# INFORMATION SHOWN
--------------------

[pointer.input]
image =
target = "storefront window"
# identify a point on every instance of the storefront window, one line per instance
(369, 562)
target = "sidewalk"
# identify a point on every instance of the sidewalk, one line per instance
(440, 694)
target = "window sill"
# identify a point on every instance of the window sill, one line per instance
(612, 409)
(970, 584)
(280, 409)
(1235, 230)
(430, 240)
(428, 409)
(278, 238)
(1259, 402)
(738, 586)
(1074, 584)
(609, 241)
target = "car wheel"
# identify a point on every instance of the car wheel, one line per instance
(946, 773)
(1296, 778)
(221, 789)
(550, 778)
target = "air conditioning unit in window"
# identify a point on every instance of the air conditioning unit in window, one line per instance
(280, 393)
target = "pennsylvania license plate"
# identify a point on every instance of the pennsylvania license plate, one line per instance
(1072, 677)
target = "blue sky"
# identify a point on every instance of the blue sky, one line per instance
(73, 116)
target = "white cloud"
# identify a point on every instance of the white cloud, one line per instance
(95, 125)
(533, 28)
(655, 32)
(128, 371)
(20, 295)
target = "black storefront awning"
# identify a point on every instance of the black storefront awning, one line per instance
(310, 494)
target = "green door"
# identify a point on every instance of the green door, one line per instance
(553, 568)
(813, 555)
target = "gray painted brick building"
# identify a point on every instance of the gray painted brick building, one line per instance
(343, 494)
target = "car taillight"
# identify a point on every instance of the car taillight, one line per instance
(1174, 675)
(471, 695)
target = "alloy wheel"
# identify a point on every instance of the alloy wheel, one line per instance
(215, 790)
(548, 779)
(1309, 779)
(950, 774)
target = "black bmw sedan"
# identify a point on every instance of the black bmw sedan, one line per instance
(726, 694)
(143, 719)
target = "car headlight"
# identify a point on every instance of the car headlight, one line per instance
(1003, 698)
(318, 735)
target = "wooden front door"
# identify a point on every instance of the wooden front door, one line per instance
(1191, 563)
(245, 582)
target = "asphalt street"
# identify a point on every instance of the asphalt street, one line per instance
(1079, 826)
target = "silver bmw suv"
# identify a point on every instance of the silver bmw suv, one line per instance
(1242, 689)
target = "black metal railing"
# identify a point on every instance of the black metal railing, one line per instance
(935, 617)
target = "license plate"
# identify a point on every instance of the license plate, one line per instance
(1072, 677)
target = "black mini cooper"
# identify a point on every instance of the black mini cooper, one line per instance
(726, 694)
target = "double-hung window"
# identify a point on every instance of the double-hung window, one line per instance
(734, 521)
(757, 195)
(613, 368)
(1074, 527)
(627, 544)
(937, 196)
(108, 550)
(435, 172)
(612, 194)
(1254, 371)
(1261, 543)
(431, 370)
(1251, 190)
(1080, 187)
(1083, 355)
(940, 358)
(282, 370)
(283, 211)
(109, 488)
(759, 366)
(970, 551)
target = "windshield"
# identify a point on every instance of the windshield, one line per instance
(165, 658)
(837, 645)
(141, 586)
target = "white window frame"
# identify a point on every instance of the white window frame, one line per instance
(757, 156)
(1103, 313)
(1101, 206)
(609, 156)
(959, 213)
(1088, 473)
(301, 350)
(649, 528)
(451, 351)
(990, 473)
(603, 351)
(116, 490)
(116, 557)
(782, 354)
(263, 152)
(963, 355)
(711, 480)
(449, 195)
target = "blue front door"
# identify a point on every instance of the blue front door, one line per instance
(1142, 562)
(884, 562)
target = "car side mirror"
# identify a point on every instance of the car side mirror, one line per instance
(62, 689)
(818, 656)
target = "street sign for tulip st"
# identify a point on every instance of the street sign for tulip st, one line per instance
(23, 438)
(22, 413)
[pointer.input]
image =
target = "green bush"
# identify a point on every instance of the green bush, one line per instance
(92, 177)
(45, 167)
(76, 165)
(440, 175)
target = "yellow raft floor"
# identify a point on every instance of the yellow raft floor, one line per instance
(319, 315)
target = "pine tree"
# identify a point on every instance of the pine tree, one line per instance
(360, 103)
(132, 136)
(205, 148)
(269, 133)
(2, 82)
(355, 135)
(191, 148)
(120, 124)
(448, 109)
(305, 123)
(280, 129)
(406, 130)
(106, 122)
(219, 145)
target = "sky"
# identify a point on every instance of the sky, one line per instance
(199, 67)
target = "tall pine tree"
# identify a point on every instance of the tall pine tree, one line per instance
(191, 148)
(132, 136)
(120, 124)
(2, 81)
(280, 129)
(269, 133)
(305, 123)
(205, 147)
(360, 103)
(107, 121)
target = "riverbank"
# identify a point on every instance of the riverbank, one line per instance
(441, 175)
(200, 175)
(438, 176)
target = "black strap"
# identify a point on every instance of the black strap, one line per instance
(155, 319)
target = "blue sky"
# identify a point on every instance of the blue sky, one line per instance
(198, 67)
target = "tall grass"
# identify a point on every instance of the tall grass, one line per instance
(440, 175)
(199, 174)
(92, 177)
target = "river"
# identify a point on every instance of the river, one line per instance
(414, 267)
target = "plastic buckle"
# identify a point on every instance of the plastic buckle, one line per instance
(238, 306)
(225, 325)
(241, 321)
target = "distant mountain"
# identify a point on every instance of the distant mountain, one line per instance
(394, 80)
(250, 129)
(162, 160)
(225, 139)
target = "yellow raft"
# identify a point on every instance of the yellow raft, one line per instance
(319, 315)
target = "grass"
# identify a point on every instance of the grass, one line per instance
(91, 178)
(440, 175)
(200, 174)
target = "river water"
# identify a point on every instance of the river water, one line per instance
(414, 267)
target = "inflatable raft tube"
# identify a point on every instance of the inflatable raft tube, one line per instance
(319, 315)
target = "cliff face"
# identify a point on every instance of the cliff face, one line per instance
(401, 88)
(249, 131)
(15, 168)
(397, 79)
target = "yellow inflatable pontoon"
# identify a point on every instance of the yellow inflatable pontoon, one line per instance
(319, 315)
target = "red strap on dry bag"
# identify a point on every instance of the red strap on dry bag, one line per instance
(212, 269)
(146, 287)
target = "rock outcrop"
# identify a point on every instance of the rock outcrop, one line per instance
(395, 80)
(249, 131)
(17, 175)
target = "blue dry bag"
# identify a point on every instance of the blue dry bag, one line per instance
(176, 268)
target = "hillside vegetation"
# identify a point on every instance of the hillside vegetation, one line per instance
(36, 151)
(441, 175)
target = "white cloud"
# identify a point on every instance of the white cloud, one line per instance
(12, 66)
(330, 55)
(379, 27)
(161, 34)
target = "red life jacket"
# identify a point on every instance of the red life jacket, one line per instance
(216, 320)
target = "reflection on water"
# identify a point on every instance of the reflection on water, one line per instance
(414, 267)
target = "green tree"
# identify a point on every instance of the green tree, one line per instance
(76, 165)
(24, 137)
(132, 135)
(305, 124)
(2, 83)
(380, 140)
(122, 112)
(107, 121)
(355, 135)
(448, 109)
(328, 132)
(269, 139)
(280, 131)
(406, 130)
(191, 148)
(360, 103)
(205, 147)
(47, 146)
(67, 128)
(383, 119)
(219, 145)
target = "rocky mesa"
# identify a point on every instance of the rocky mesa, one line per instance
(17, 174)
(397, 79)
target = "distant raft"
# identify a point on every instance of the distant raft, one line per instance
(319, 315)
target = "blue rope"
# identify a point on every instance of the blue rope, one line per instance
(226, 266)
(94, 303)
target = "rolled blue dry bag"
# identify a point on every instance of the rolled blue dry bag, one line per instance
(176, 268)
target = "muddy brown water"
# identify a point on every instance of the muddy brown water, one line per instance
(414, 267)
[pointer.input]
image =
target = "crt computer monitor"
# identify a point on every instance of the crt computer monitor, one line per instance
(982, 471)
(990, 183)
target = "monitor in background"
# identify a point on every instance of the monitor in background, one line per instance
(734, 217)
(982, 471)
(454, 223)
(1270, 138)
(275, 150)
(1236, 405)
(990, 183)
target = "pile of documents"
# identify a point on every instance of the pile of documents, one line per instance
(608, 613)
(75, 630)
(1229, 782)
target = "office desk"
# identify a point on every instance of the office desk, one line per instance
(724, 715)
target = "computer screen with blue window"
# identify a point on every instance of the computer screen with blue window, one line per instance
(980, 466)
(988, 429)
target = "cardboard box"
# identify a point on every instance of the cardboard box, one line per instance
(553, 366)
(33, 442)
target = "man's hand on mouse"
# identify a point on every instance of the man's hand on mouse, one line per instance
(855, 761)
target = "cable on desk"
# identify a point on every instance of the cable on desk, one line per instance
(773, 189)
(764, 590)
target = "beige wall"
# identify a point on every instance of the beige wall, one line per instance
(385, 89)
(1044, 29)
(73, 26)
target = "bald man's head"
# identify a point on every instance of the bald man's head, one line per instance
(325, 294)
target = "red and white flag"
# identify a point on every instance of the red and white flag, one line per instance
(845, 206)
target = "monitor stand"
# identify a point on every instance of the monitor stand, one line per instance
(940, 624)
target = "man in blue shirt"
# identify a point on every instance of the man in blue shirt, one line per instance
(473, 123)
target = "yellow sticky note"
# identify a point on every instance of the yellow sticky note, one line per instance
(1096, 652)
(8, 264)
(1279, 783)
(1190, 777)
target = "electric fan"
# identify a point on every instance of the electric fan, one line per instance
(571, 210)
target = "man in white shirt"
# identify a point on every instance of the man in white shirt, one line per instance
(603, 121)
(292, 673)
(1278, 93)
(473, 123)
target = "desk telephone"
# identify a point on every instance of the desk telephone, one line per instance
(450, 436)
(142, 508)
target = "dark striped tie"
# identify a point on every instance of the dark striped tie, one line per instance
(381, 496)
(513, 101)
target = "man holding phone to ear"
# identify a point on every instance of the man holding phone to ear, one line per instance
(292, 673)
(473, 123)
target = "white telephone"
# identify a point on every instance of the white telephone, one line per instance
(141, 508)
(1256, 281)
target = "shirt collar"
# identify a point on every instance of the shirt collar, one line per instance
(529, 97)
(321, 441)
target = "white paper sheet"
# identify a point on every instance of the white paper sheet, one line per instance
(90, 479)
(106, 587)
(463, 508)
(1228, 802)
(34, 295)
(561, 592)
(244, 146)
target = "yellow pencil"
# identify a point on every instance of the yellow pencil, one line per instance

--------------------

# TASK BRIEF
List each line in the rows above that contains the string "painted", where uppercase and lowercase letters count as different.

# EXPECTED ANSWER
target = "gray painted brick building"
# identify a point on every instance of the gray painted brick building, one line per instance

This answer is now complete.